┌──

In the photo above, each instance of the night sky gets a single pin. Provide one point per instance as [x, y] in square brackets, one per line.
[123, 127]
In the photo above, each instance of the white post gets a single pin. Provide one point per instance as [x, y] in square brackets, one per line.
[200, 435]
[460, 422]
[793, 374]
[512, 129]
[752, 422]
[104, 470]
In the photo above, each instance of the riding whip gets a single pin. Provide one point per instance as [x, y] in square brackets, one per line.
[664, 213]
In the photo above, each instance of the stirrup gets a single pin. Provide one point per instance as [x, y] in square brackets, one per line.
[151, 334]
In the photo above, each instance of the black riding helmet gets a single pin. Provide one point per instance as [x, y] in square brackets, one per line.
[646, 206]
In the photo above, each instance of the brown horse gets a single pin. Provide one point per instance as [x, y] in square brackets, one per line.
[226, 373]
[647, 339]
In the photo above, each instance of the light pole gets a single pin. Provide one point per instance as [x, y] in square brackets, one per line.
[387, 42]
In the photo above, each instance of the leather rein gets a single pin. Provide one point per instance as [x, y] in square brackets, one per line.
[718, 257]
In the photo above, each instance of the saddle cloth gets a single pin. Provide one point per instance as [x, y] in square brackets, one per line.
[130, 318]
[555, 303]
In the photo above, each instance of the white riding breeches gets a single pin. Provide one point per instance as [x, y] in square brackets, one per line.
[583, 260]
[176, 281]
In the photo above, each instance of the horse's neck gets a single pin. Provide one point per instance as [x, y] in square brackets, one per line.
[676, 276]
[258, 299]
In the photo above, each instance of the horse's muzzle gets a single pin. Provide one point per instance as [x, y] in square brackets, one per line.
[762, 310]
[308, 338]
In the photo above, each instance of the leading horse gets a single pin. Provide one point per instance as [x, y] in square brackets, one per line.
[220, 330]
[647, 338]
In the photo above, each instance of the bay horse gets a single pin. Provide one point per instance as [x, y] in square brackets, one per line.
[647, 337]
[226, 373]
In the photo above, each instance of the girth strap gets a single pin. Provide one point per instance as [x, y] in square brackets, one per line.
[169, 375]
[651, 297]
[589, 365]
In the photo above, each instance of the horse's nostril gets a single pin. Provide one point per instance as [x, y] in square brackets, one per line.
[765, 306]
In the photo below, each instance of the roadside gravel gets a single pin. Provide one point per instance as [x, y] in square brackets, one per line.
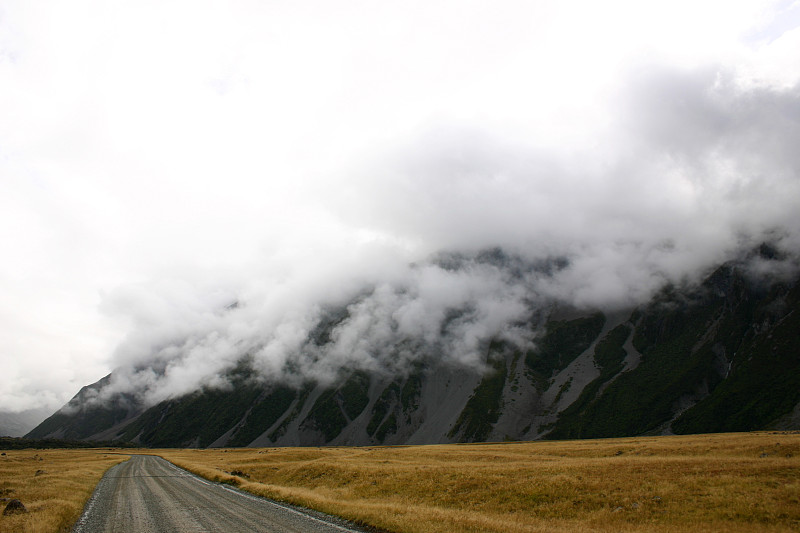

└──

STATED EXERCISE
Update the records above by replacing "gets a single pin" with "is marked with one pin" wherever it occurs, keeping everything else unchanged and leaving out the pictures.

SOLVED PROBLEM
In the photo above, each instance of the night sky is marked with one pin. Provide one point per instance as [x, y] in square brackets, one per line.
[123, 127]
In the photo above, each instance of the white post is marked with one pin. Provide one point per instance as [x, y] in square brackets, one per line.
[200, 435]
[460, 422]
[793, 374]
[512, 129]
[752, 422]
[104, 470]
In the photo above, each instance of the riding whip is marked with one pin. Provide one point per instance as [x, y] in square brackets, one per line.
[664, 213]
In the photo above, each instance of the stirrup is marked with one pin. Provide one point per instance as [x, y] in square brackets, one per line.
[151, 334]
In the photo above, each instance of the black riding helmet is marked with one pin. Provide one point per instance as [x, y] in square brackets, one per line.
[646, 206]
In the photo above, each instance of the brown horse is marked with one pin. Provide one point per instance as [x, y] in square brackets, one per line.
[226, 373]
[647, 339]
In the photo above, each instance of the light pole is marked with one pin. Provide one point per instance as [x, y] in square brackets, one per line.
[387, 42]
In the photo above, each instance of the leather rein is marked with one pin. Provide one point per instance as [x, y] in square brackets, one per line.
[718, 257]
In the photo above, each instance of the saddle cloth is marked with one pin. Provide one point per instance as [x, y] in square brackets, one per line.
[130, 318]
[555, 303]
In the photo above, each instance of the white riding breeches is marked with one pin. Provide one point per instance as [x, y] in square brackets, one per line.
[583, 260]
[176, 281]
In the photo above, each instance of the horse's neck is marked with one pin. Provide one point per instance as [x, y] in square brackets, one per line.
[676, 276]
[258, 299]
In the photo above, each instance of the horse's muzzle is marked with one pin. Provide one point per instance as [x, y] in square brackets, one per line.
[762, 310]
[308, 338]
In the photo above, each instance of the leading horse is marked with one pin. Provide one point per instance as [x, y] in square brackets, one per line.
[220, 330]
[647, 338]
In the photo above, each instance of the bay horse is marked with one pin. Provide one point per instance as [x, y] in square brackets, one per line.
[647, 337]
[226, 373]
In the photo above, each instance of the girth strap is marked with one pin. Provide one point per instance as [x, y] in square brackets, one per line.
[169, 375]
[651, 297]
[589, 365]
In the photo above, each instance of the horse's nostril is marked with one pin. Provide one point per instance as [x, y] in square brackets, one per line.
[765, 306]
In the photo below, each instance of the roadside gravel is marked with one pin. Provide one point per instance as [x, y] in square brackets, one per line.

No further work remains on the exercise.